##### Entries shown
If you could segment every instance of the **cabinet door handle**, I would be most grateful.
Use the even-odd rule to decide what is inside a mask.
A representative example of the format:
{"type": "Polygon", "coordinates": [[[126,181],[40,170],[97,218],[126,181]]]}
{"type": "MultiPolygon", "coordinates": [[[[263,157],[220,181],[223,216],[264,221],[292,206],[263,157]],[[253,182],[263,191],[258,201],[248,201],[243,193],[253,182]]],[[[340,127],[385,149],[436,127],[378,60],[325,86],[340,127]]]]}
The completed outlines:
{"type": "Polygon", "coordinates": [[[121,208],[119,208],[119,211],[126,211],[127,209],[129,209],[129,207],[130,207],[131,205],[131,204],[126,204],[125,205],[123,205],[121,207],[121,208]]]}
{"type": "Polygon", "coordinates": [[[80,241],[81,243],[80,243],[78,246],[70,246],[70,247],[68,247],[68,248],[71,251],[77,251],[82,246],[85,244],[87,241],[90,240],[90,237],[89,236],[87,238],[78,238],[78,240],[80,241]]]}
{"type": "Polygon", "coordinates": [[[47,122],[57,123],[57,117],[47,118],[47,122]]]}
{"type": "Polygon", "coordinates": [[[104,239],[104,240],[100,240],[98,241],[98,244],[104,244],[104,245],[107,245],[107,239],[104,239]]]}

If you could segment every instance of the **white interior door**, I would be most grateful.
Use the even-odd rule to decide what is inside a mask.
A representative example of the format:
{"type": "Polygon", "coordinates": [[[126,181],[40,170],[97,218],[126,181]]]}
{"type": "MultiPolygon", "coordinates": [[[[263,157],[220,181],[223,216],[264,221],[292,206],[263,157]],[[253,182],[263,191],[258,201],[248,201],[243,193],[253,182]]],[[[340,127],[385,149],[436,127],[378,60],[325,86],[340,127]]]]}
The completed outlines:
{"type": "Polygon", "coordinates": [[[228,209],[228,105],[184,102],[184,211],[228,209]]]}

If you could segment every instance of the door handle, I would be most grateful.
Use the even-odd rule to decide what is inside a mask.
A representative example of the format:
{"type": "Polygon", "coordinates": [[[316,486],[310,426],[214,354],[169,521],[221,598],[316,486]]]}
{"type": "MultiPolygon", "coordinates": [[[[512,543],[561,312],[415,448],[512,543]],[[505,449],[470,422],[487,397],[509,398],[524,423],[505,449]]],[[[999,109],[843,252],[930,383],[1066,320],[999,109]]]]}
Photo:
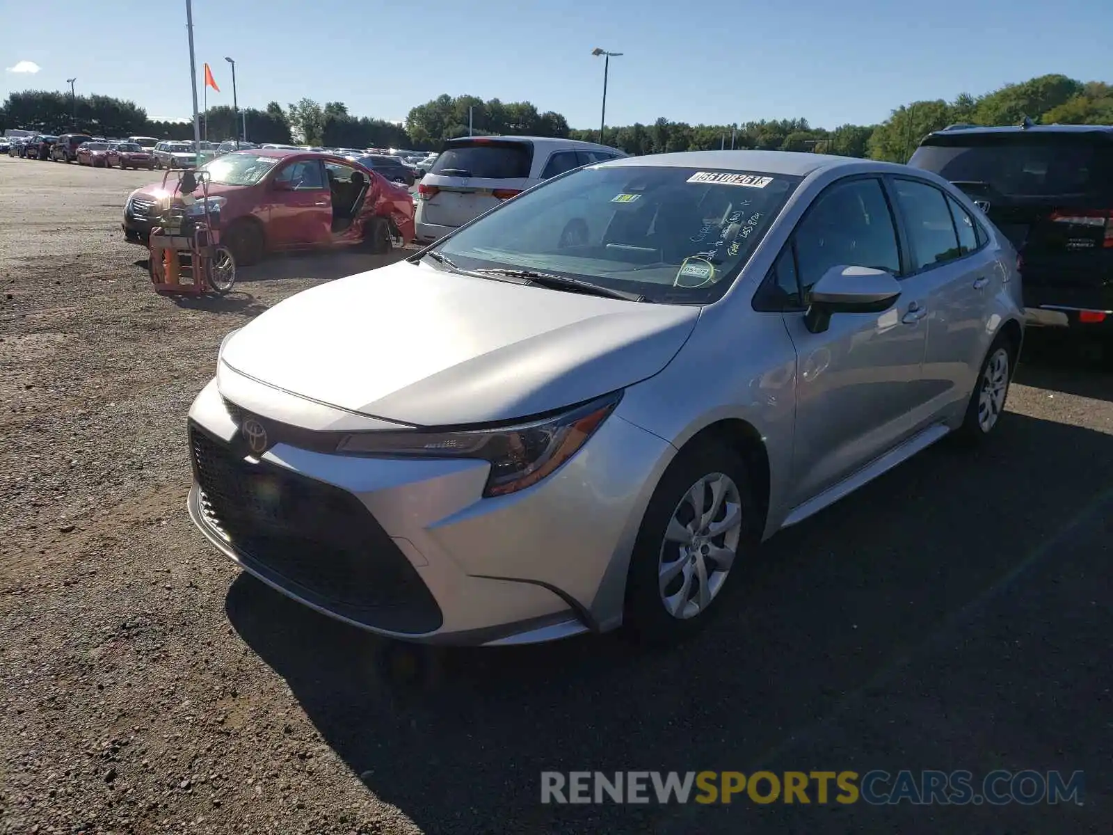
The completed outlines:
{"type": "Polygon", "coordinates": [[[908,307],[908,312],[900,320],[906,325],[914,325],[927,315],[927,308],[920,307],[915,302],[908,307]]]}

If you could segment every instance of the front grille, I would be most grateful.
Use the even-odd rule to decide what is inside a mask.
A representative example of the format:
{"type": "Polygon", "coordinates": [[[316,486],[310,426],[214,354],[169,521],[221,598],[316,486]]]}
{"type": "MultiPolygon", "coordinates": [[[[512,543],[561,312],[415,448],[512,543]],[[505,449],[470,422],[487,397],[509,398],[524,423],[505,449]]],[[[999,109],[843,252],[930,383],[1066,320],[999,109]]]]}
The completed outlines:
{"type": "Polygon", "coordinates": [[[196,425],[189,441],[201,514],[248,568],[366,626],[405,633],[440,628],[432,593],[354,495],[247,460],[196,425]]]}
{"type": "Polygon", "coordinates": [[[329,455],[336,452],[336,448],[339,445],[341,440],[348,434],[347,432],[334,432],[328,430],[316,431],[303,429],[302,426],[294,426],[289,423],[282,423],[280,421],[275,421],[270,418],[264,418],[248,412],[246,409],[236,405],[227,397],[221,397],[221,400],[224,400],[224,407],[228,411],[228,416],[232,418],[232,422],[237,426],[244,425],[244,421],[247,420],[247,418],[254,418],[263,424],[263,429],[265,429],[267,433],[268,446],[284,443],[287,446],[296,446],[299,450],[324,452],[326,455],[329,455]]]}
##########
> Task statement:
Rewrite the whole listing above, changing every "completed outlines" to "finished outlines" and keeping everything else the same. Leave out the pictures.

> Complete answer:
If you could segment every instance of the **cabinet door handle**, I would be most grateful.
Use the even-odd rule to decide what is inside a mask.
A representative example of the format:
{"type": "Polygon", "coordinates": [[[126,181],[40,170],[97,218],[126,181]]]}
{"type": "MultiPolygon", "coordinates": [[[[263,157],[220,181],[223,216],[264,221],[292,206],[263,157]],[[253,182],[263,191],[258,201],[248,201],[243,193],[253,182]]],[[[340,127],[385,149],[436,127],[378,60],[325,86],[340,127]]]]}
The finished outlines:
{"type": "Polygon", "coordinates": [[[121,208],[119,208],[119,211],[126,211],[127,209],[129,209],[129,207],[130,207],[131,205],[131,204],[126,204],[125,205],[123,205],[121,207],[121,208]]]}
{"type": "Polygon", "coordinates": [[[80,241],[81,243],[80,243],[78,246],[70,246],[70,247],[68,247],[68,248],[71,251],[77,251],[82,246],[85,244],[87,241],[90,240],[90,237],[89,236],[87,238],[78,238],[78,240],[80,241]]]}
{"type": "Polygon", "coordinates": [[[47,122],[57,123],[57,117],[47,118],[47,122]]]}
{"type": "Polygon", "coordinates": [[[104,239],[104,240],[100,240],[98,241],[98,244],[104,244],[104,245],[107,245],[107,239],[104,239]]]}

If you could segment every instance of the **white interior door**, I would be most grateful.
Use the even-odd rule to decide what is inside a mask.
A representative example of the format:
{"type": "Polygon", "coordinates": [[[126,181],[40,170],[97,218],[126,181]]]}
{"type": "MultiPolygon", "coordinates": [[[[263,157],[220,181],[223,216],[264,221],[292,206],[263,157]],[[253,182],[263,191],[258,201],[248,201],[243,193],[253,182]]],[[[340,127],[385,149],[436,127],[378,60],[325,86],[340,127]]]]}
The finished outlines:
{"type": "Polygon", "coordinates": [[[228,209],[228,105],[184,102],[184,211],[228,209]]]}

If you could segment every instance of the door handle, I would be most grateful.
Use the even-odd rule to decide what is inside a mask.
A representative example of the format:
{"type": "Polygon", "coordinates": [[[316,486],[310,426],[214,354],[169,521],[221,598],[316,486]]]}
{"type": "MultiPolygon", "coordinates": [[[[512,543],[561,312],[415,448],[512,543]],[[505,449],[470,422],[487,397],[509,398],[524,423],[505,449]]],[[[999,109],[843,252],[930,383],[1066,320],[999,109]]]]}
Photo:
The finished outlines:
{"type": "Polygon", "coordinates": [[[908,307],[908,312],[900,320],[906,325],[914,325],[927,315],[927,308],[920,307],[915,302],[908,307]]]}

If you could segment every instance of the front grille, I would be most grateful.
Use the even-odd rule to decide what is inside a mask.
A representative example of the format:
{"type": "Polygon", "coordinates": [[[316,486],[310,426],[214,354],[169,521],[221,598],[316,486]]]}
{"type": "MultiPolygon", "coordinates": [[[[512,543],[561,312],[415,448],[512,543]],[[505,449],[470,422],[487,397],[509,398],[524,423],[505,449]]],[[[999,109],[843,252],[930,383],[1066,320],[999,109]]]]}
The finished outlines:
{"type": "Polygon", "coordinates": [[[196,425],[189,441],[201,514],[248,568],[366,626],[405,633],[440,628],[432,593],[354,495],[247,460],[196,425]]]}
{"type": "Polygon", "coordinates": [[[329,455],[336,452],[336,448],[339,445],[341,440],[348,434],[347,432],[334,432],[328,430],[316,431],[303,429],[302,426],[294,426],[289,423],[282,423],[280,421],[275,421],[270,418],[264,418],[248,412],[246,409],[236,405],[227,397],[221,397],[221,400],[224,400],[224,407],[228,411],[228,416],[232,418],[232,422],[237,426],[244,425],[244,421],[247,420],[247,418],[254,418],[263,424],[263,429],[265,429],[267,433],[268,446],[284,443],[287,446],[296,446],[299,450],[324,452],[326,455],[329,455]]]}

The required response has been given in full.